- _SHORT EXERCISE 1_
In the forum thread, where can the notification for new private messages be turned off?
- _SHORT EXERCISE 2_
Write out the part of the forum thread that opens with the words containing "If you really" and closes with "under Edit Options.".
- _SHORT EXERCISE 3_
List each distinct username shown in a post heading of the forum thread.

- _SELECTION_
## START

# New Private Message prompt?



## JACKC (Jul 18, 2005)

I continue to get a *New Private Message* prompt frequently as I use the TUG bbs. How do I get rid of it?  It's annoying.

Yes, I have sent and received private TUG messages. but the prompt just won't go away.

Jack


----------



## Makai Guy (Jul 18, 2005)

If you really have new unread private messages, it should show you this fact below your name in the upper right corner of the page when you log on.  If it reads something other than "0 unread", you can click on the Private Messages link there to read them.

You can turn off the notification in your User Control Panel settings, under Edit Options.


----------



## O2L (Jul 18, 2005)

*Read Receipt requested*

Is it possible to revamp the "Read Receipt requested" to "Yes" or "No".

I'm sure that many people feel they have to "OK" it to send rather than just "Cancel" -- which will send the message without the extra read receipt.

This should also free up server space since read receipts would no longer be stored unless specifically requested.


----------



## Makai Guy (Jul 18, 2005)

O2L said:
			
		

> Is it possible to revamp the "Read Receipt requested" to "Yes" or "No".
> 
> I'm sure that many people feel they have to "OK" it to send rather than just "Cancel" -- which will send the message without the extra read receipt.



Good suggestion.  This has always bothered me, too.


----------

## END

- _ENTRIES PROVIDED_
## START

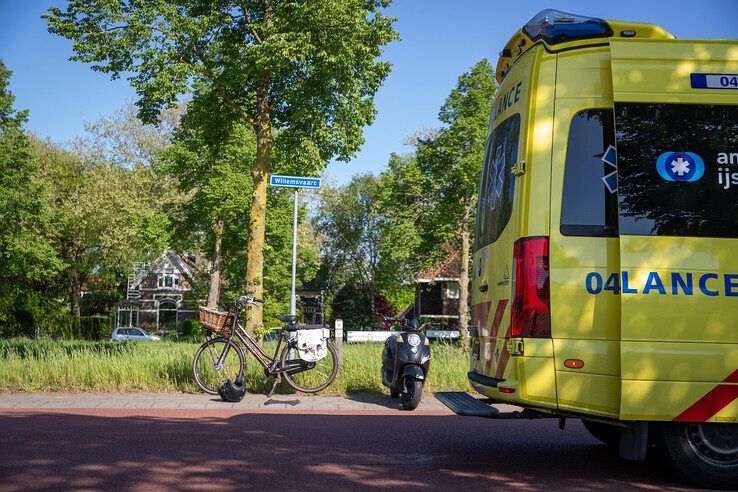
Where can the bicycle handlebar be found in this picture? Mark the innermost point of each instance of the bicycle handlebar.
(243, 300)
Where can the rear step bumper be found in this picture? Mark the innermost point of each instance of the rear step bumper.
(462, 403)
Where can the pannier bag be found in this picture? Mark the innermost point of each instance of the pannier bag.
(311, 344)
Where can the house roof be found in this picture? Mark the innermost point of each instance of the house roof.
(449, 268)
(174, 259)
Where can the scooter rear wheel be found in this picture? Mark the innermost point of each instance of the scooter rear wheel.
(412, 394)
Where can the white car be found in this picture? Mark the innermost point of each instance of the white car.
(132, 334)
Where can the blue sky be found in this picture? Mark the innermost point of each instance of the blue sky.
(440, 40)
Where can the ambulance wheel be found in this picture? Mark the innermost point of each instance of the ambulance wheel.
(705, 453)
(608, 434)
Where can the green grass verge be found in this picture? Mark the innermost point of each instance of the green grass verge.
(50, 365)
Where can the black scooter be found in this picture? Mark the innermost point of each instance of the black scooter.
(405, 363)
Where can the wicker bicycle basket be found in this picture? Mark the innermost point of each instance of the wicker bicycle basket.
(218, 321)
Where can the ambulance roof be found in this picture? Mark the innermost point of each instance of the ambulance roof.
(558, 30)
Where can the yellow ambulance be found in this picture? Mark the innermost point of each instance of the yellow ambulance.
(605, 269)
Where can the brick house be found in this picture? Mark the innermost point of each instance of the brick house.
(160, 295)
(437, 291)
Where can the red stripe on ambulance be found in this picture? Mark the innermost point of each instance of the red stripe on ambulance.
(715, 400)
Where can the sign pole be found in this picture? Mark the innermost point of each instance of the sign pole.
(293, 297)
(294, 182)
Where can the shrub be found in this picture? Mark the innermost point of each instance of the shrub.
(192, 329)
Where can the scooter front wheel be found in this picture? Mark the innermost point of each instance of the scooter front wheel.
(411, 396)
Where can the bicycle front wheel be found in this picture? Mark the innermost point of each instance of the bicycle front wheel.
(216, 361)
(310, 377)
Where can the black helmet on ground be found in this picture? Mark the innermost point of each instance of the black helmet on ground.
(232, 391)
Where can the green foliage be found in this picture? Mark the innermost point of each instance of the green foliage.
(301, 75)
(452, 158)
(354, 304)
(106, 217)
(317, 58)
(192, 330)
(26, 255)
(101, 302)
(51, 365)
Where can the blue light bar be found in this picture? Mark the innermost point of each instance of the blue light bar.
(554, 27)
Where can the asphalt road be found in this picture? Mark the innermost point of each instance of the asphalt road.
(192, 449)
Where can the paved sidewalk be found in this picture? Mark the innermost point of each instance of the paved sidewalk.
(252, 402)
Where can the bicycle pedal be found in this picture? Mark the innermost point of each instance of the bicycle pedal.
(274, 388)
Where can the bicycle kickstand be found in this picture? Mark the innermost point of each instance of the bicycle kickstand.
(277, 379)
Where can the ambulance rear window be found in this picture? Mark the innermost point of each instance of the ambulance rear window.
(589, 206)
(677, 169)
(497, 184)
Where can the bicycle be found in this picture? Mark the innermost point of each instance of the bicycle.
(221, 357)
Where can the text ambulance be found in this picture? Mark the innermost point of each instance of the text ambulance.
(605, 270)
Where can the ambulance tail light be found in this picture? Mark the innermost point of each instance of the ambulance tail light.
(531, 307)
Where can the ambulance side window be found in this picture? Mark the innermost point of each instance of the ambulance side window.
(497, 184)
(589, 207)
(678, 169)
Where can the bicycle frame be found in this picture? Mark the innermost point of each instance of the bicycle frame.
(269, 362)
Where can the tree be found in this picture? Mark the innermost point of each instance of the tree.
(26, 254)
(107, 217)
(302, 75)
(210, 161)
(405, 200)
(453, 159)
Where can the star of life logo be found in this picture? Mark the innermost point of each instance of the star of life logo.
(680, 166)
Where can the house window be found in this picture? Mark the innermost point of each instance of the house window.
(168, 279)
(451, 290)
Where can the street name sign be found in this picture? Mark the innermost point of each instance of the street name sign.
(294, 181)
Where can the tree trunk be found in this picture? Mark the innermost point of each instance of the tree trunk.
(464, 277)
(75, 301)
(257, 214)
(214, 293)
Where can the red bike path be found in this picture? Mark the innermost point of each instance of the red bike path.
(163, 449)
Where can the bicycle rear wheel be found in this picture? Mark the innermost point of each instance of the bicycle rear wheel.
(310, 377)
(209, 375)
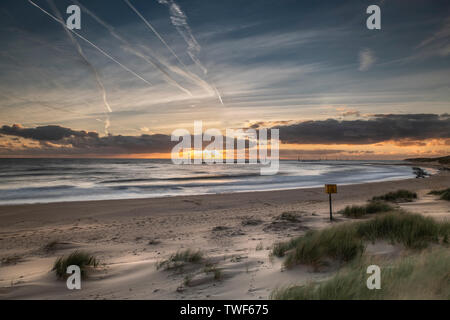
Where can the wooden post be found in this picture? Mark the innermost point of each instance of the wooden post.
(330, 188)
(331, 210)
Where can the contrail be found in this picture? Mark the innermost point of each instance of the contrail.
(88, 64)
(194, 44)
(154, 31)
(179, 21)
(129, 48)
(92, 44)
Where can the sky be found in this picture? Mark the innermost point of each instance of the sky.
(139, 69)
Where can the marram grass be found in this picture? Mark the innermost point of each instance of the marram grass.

## END

- _WRITTEN RESPONSE 1_
In the User Control Panel settings, under Edit Options.

- _WRITTEN RESPONSE 2_
If you really have new unread private messages, it should show you this fact below your name in the upper right corner of the page when you log on.  If it reads something other than "0 unread", you can click on the Private Messages link there to read them.

You can turn off the notification in your User Control Panel settings, under Edit Options.

- _WRITTEN RESPONSE 3_
JACKC, Makai Guy, O2L